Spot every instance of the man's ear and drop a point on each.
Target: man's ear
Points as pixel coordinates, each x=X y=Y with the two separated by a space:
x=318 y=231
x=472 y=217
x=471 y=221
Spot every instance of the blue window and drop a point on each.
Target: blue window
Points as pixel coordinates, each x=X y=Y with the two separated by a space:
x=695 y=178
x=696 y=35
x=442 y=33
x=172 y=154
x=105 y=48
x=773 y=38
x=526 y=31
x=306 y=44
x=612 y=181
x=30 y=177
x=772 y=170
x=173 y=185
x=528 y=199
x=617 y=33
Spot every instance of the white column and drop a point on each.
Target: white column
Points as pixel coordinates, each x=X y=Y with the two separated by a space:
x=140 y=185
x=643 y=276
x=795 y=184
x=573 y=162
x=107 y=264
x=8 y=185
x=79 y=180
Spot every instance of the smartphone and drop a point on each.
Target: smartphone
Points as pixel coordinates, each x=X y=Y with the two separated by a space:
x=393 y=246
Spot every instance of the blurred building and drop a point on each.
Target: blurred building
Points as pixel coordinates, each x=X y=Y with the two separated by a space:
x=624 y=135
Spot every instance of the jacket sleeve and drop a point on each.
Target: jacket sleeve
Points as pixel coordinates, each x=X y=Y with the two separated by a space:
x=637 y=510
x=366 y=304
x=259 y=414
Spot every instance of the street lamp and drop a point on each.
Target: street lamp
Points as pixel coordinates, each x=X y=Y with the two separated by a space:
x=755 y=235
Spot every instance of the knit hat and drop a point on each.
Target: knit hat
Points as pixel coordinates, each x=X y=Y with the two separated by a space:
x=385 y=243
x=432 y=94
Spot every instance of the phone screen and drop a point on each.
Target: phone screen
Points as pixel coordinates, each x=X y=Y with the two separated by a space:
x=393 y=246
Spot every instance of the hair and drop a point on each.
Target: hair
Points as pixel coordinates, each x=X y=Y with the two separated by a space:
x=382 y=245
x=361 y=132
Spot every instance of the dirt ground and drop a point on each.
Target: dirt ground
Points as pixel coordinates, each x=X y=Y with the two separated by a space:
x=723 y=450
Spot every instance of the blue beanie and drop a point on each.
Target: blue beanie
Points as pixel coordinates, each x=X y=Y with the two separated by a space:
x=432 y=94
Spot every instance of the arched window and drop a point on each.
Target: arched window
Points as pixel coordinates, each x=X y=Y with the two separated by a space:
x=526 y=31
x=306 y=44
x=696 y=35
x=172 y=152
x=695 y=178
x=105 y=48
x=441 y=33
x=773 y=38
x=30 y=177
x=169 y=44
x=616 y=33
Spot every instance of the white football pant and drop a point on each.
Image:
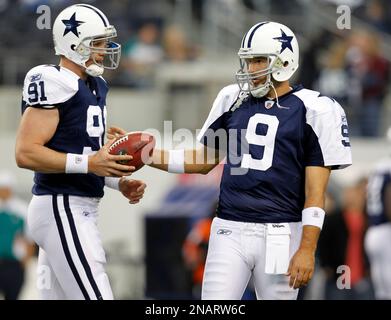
----------------------------------------
PROBLEM REQUIREMENTS —
Please retype, with no changes, the lines that run from the first line of the entries to the line with "Target: street lamp", both ends included.

PROBLEM SOLUTION —
Spot every instance of the man's ear and drop a point on each.
Target: man's ear
Points as pixel coordinates, each x=X y=Y with the two separated by a space:
x=318 y=231
x=472 y=217
x=471 y=221
Spot every instance of the blue window and drop a point on each.
Target: blue window
Points as pixel coordinates, each x=X y=Y with the two separated by a space:
x=695 y=178
x=696 y=35
x=442 y=33
x=172 y=154
x=105 y=48
x=773 y=38
x=526 y=31
x=306 y=44
x=612 y=181
x=30 y=177
x=772 y=170
x=173 y=185
x=528 y=199
x=617 y=33
Spot every instance of the white column and drop a point on each.
Target: white column
Points as pixel coordinates, each x=X y=Y with the two separated by a space:
x=140 y=185
x=643 y=276
x=795 y=184
x=573 y=162
x=107 y=264
x=8 y=185
x=79 y=180
Spot every instance of the smartphone and drop a point on each.
Target: smartphone
Points as pixel coordinates, each x=X y=Y with the two separated by a space:
x=393 y=246
Spot every instance of the blurred building and drop a point on each.
Target: blurred building
Points as pixel coordinates, each x=X y=Y with the two separated by a space:
x=624 y=135
Spot every instance of the jacket sleeve and drop a point on each.
Target: jacket sleeve
Points as pixel coordinates, each x=X y=Y with the two separated by a space:
x=637 y=510
x=366 y=304
x=259 y=414
Spot every instance of the street lamp and drop a point on each.
Target: street lamp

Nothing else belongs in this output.